* [Exercise directions]:
The result should be every line of the listing that contains "construction".

* [Exercise material]:
···
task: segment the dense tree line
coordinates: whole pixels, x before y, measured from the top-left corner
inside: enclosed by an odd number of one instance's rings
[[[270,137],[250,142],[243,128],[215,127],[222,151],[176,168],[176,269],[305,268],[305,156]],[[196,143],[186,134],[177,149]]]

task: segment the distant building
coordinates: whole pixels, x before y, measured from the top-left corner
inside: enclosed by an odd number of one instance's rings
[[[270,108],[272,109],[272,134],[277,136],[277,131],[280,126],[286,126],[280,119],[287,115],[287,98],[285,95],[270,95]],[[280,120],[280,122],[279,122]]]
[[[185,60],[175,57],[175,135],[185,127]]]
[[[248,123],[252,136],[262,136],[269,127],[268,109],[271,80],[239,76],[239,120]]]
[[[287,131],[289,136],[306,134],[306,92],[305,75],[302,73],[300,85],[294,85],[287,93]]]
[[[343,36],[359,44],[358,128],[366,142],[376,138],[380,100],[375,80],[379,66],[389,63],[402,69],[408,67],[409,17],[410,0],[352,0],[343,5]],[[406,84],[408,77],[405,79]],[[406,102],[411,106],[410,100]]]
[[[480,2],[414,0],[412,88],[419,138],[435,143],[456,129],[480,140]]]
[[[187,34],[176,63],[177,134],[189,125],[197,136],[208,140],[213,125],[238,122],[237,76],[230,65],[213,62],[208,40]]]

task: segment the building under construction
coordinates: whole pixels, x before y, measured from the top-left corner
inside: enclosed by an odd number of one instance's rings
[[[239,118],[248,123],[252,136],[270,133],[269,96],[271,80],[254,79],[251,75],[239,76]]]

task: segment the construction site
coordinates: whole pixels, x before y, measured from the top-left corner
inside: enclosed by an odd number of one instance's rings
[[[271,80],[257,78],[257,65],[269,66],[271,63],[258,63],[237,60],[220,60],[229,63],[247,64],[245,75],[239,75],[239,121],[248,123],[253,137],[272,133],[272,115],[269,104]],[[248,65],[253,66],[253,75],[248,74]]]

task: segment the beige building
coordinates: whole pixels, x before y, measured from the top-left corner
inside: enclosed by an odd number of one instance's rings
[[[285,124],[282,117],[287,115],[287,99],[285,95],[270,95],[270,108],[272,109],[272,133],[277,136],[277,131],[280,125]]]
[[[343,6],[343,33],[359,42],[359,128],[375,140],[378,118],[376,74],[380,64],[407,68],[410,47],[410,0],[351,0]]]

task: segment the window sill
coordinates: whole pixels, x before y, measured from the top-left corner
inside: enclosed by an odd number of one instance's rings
···
* [Solution for this problem]:
task: segment the building under construction
task: segment the construction site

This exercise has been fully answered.